**Exercise 1**
In the comment thread, where did Lois Fundis buy the book?
**Exercise 2**
Please carry on the comment thread, starting after its final line.

**Text for analysis**
● ● ●

This is the same woman who, a few months ago, invented nonexistent references to al-qaeda in Conoleeza Rice's pre 9-11 public statements, in a lame effort to discredit Richard Clarke's book.

She's just not a factual person. She has no business reviewing works of nonfiction.

That the NYT would misuse her in this capacity is not a sign of incompetence, but rather conflict of interest. It is a sign that the editors of the NYT are cognizant of the factual indefensibility of their past coverage in certain areas, such as Whitewater.

Posted by: Kuas on June 23, 2004 10:01 AM

____

Robert Waldmann: Myself, for 4 in the morning, I would have probably just stayed up!

Many people, in the media and at large, though, have long ago made up their mind about the Clintons (and the Gores, and the Kerrys, and the Bushes) and so are avoiding actually reading the book, because they don't want to confuse their minds with the facts. Or, maybe, with any facts.

Me, I'm up to chapter 4, having picked the book up at the supermarket last night when I stopped to get milk.

Posted by: Lois Fundis on June 23, 2004 10:27 AM

____

Two reasons. One is perennial: newspaper proprietors expect their newspapers to express their views on subjects of sufficient importance (see the collected works of A. J. Liebling, passim). Editors know this and assign a reliable person to write the piece. That person's knowledge of or enthusiasm for the subject is secondary to him or her getting the line right.

The second is more recent in origin. Even 40 years ago, newspapering wasn't a particularly desirable career. Newspaper men or women were mostly anonymous, weren't highly paid and had poor job security since newspapers often went broke. Today, however, reporting is something of a glamour job. Today's reporters are well paid. Now that most newspapers have established a local monopoly, there is little risk of the paper disappearing from under you. Reporters can and do move between media, so are no longer so anonymous. The result is that the Cool Kids want the job. Political reporters are no longer guys who were interested in politics who fell into writing about it. They're guys who wanted to be reporters and political reporting isn't a bad gig: yeah, the minutiae of policy are boring but "who loses and who wins, who's in, who's out" reminds them of high school; there's opportunities for television appearances and there's always the possibility it will lead to something better: a syndicated column, a television show--food critic, even.

You can't blame newspapers for hiring the Cool Kids, either. They were journalism majors in college and worked on the student newspaper, so they don't come in absolutely cold. Attractive, intelligent, personable, friendly, they can turn out an elegant and amusing (if a little thin) 900 words in an afternoon. What's not to like?

Posted by: jam on June 23, 2004 11:04 AM

____

"I have not yet figured out why so much of our elite press is so... what should I call it? Feckless. Corrupt (in the sense of well-rotted). Decadent."

The word is arrogant. A common failing of elites, and a common reason for their failing.

● ● ●

**Data excerpts**
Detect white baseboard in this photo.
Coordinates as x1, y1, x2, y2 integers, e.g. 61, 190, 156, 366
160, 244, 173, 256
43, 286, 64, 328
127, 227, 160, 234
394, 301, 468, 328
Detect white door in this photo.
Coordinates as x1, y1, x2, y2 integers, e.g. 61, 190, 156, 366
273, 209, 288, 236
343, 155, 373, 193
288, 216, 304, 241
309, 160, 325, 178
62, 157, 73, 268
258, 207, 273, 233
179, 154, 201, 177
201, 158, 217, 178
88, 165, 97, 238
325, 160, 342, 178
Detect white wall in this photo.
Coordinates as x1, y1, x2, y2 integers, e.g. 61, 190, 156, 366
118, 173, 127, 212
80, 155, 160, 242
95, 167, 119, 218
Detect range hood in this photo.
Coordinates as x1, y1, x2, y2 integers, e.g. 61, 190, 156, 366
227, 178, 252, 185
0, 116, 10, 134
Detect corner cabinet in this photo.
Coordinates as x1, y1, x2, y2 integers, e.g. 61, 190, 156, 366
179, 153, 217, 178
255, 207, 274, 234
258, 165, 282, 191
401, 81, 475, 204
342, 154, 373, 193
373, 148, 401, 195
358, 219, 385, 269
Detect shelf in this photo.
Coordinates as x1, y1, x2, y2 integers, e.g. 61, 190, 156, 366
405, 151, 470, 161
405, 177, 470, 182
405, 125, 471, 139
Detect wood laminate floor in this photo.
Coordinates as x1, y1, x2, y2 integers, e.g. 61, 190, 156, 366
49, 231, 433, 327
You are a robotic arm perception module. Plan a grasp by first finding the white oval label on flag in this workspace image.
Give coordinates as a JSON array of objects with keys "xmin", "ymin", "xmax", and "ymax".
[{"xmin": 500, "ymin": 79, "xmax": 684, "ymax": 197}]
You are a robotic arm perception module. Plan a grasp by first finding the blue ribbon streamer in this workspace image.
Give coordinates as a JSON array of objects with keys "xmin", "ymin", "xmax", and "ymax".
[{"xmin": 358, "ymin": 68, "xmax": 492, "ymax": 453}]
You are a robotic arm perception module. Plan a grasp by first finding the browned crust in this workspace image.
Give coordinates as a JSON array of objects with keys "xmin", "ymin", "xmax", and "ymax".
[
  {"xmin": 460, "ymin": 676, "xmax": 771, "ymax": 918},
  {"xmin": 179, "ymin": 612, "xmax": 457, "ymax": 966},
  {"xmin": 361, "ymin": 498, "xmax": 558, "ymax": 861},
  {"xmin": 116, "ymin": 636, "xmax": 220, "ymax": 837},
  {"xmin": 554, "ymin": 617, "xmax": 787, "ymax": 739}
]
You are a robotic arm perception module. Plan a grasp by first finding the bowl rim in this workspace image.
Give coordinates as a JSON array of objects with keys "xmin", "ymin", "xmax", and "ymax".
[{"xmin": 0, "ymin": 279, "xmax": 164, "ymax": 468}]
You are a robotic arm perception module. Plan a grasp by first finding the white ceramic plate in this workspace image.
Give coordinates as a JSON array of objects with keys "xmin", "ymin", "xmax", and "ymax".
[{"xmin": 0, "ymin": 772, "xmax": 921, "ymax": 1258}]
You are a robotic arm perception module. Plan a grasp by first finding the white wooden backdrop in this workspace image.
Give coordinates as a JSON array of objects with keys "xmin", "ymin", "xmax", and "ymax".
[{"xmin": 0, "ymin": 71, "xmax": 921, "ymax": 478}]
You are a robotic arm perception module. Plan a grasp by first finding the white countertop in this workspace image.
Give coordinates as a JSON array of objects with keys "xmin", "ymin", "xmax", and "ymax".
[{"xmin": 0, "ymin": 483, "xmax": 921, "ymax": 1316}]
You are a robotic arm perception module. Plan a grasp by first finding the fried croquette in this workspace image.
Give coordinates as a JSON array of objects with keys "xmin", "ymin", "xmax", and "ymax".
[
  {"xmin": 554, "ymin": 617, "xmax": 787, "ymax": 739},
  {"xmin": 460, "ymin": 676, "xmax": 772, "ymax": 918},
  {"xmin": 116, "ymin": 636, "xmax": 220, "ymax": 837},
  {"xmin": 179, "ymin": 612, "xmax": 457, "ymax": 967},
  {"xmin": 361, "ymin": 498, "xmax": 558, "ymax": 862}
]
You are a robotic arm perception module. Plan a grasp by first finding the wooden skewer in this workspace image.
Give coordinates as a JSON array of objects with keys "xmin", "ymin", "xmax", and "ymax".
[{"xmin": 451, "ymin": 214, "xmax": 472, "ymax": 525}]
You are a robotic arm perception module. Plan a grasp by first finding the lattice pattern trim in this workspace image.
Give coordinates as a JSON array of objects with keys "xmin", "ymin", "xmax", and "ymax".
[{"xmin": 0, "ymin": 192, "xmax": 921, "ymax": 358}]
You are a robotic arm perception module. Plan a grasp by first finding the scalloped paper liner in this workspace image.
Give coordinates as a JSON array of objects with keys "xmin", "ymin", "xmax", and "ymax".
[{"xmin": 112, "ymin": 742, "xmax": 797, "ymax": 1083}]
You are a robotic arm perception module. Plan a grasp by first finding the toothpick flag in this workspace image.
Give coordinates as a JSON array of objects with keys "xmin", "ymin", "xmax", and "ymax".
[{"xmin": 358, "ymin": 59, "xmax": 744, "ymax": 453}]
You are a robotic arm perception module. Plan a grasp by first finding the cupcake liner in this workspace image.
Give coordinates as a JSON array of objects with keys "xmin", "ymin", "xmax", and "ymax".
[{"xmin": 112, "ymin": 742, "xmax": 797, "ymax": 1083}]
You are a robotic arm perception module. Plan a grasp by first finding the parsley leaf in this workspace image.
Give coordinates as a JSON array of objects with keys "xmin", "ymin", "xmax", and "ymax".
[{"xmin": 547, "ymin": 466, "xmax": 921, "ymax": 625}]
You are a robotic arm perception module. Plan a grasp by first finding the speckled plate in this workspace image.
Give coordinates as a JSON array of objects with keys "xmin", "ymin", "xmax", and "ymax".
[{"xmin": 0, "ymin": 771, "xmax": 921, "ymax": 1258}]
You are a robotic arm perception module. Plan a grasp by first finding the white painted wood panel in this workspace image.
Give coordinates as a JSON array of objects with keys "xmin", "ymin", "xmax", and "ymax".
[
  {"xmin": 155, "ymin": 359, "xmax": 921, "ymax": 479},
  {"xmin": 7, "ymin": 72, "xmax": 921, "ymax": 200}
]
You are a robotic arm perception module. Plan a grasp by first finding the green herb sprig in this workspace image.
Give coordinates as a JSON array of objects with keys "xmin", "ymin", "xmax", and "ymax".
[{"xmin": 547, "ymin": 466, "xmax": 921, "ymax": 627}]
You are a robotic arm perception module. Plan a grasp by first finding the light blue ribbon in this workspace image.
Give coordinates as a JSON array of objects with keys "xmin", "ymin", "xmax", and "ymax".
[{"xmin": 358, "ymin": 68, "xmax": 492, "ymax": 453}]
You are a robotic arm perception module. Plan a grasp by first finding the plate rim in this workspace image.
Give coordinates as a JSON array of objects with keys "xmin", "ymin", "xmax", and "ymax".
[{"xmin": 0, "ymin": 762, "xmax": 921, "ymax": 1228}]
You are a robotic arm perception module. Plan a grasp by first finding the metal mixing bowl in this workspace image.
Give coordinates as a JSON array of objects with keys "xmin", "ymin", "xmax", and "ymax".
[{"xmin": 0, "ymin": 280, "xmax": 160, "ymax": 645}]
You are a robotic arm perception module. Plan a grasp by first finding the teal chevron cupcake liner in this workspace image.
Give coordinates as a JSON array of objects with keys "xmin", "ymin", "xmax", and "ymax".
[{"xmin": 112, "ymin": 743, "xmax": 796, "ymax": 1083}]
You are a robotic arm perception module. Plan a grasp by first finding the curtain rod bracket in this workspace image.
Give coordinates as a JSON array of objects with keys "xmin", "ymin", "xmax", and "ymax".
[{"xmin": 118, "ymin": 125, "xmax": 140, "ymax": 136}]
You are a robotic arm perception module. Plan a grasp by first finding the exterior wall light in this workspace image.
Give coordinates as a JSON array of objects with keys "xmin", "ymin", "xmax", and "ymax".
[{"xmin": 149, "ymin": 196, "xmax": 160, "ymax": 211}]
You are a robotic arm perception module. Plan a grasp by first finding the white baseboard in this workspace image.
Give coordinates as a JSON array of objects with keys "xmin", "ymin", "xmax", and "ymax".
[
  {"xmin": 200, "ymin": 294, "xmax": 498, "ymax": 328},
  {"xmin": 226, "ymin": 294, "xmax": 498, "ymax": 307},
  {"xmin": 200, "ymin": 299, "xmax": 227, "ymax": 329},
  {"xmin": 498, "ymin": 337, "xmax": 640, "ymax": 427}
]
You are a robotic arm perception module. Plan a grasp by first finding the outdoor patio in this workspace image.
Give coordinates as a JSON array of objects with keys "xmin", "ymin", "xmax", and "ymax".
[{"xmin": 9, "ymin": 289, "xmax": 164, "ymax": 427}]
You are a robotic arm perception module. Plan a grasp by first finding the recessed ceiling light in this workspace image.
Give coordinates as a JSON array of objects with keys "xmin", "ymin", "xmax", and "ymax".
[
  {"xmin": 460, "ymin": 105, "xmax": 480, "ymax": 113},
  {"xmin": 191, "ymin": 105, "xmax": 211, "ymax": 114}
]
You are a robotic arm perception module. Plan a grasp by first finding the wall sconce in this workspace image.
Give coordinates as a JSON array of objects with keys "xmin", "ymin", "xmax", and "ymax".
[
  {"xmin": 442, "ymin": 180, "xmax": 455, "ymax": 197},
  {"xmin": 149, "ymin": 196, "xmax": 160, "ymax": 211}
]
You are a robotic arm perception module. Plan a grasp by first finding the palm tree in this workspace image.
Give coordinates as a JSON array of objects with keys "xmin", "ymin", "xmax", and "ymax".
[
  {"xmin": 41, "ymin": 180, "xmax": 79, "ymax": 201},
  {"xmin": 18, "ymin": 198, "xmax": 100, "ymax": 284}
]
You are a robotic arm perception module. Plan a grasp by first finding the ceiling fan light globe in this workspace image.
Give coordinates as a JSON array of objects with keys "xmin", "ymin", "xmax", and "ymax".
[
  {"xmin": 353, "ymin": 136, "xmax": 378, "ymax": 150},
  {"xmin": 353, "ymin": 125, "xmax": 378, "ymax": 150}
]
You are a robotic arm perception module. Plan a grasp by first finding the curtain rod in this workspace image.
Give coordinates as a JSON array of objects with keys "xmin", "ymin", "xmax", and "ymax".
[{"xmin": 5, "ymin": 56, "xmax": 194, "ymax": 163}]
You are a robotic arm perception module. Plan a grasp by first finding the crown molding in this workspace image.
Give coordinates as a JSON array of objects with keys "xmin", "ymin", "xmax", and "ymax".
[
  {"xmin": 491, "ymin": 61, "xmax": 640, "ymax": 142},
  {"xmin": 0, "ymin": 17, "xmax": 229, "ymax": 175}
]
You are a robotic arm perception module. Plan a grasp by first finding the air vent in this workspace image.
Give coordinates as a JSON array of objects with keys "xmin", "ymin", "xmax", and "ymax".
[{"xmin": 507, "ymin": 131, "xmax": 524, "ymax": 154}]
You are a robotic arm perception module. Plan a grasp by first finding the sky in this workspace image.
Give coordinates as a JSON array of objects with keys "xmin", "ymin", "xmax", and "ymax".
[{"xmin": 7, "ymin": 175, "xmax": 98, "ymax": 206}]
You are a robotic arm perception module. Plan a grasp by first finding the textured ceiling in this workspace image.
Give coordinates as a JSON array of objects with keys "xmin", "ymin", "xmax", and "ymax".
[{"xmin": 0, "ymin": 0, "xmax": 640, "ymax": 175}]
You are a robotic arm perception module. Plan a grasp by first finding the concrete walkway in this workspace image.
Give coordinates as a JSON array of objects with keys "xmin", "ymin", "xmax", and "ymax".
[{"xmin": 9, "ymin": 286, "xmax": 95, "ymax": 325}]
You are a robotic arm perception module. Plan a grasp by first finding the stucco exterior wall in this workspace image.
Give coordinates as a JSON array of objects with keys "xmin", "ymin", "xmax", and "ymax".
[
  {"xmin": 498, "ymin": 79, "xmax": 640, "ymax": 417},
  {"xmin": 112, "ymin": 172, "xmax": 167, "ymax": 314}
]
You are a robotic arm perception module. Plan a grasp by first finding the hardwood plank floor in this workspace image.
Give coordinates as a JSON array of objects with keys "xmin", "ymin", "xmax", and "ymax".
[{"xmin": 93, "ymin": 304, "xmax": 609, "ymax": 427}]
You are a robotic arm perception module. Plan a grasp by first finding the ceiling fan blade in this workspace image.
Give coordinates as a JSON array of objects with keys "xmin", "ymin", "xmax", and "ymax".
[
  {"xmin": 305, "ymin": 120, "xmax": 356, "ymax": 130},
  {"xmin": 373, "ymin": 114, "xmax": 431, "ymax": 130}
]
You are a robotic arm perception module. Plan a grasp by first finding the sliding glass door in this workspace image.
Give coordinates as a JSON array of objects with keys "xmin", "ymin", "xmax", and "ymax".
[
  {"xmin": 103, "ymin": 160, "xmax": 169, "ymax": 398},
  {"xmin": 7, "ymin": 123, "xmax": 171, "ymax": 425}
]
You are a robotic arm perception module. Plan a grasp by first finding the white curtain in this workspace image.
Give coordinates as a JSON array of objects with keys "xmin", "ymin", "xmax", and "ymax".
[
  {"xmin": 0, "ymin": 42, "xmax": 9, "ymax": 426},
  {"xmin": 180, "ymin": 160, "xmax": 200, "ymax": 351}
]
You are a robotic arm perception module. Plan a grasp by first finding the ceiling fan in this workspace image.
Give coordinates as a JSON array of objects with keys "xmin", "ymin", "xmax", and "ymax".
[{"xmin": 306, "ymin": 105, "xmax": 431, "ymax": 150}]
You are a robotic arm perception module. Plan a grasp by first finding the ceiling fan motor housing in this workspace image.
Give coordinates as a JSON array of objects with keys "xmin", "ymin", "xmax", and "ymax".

● ● ●

**Response area 1**
At the supermarket, when stopping to get milk.

**Response area 2**
Bill Clinton, losing it, on these people: "One of the reasons he [Kenneth Starr] got away with it is because people like you only ask me the questions. You gave him a complete free ride. Any abuse they wanted to do. They indicted all these little people from Arkansas, what did you care about them, they're not famous, who cares that their life was trampled. Who cares that their children are humiliated."

From a BBC interview http://news.bbc.co.uk/1/hi/world/americas/3829799.stm
Via the Sideshow.

Posted by: Randolph Fritz on June 23, 2004 11:19 AM

____

Zizka and Patience have said most of what else there is to say in response to Brad's "mystery."

Patience, I think the answer about what Bush will do starting next year is pretty easy to predict. He will be very well taken care of by as many corporations as can put him on their boards, with further payoffs from Scaife-funded organizations to give them snide and vitriol-filled talks for large honoraria. It will simply be an endless payoff for what he did for all of them while in office.

While your analogy to Ford may superficially seem to fit, it is kind of unfair to Ford. Yeah, he's gotten rich by doddling around on corporate boards, but in recent years he's acknowledged (IIRC) that his pardon of Nixon was wrong substantively (not just politically), he's worked with Carter -- with whom he's become good friends, which speaks well of Ford as a person -- on some civic engagement projects, and has helped to expand the public policy school at the U. of Michigan (which has since been named for him). I can't imagine Bush ever caring enough to be constructive in any way like these, or being anything but openly bitter ("you all didn't deserve me").

Posted by: Steady Eddie on June 23, 2004 11:28 AM

____

You forgot to mention the ridiculousness of Isikoff reviewing Fahrenheit 9/11 in addition to Clinton's autobio.

Posted by: steverino on June 23, 2004 11:28 AM

____

All you have to remember to understand the media is that entertainment values matter much more than news values.

News values are chiefly important so that the media can say First Amendment to avoid all accountability.

Posted by: lovable liberal on June 23, 2004 11:34 AM

____

Why don't we just call the press Celebrity Corporate Newsreaders? Too long for them to read, do you think???

Posted by: Seattleite on June 23, 2004 11:47 AM

____

Although Slate's "Bushisms" column has spawned a series of books, calendars, and who-knows-what-else, it hardly ever runs new items on the site any more.

But "Kerryisms" has become virtually a daily feature.

It sure looks like they're going easy on Emperor Bush, and trying to undermine his challenger.

Posted by: woid on June 23, 2004 12:06 PM

____

Camille Roy writes: Competence matters. If the press does not realize this -- for shame!
----

Ah, the irony: The Incompetent asked to judge and report sagely back to us on the Competence they find in the world.

Camille Roy,

I give you: Livraghi's Corollaries to Cipolla's Laws, courtesy of rageboy (link at bottom) -- with perhaps the most salient bit of the third corollary to begin with...

"Another dangerous element in the equation (as pointed out by Carlo Cipolla) is that the machinery of power tends to place "intelligent bandits" (sometimes even "stupid bandits") at the top of the pyramid; and they, in turn, tend to favor and protect stupidity and keep true intelligence out of their way as much s they can. That is, I think, an important subject per se. Maybe one day I shall try to comment on it... if and when I do, the title could be The Stupidity of Power."

• First Corollary: In each of us there is a factor of stupidity, which is always larger than we suppose

(I explained that in my original "stupidity" paper).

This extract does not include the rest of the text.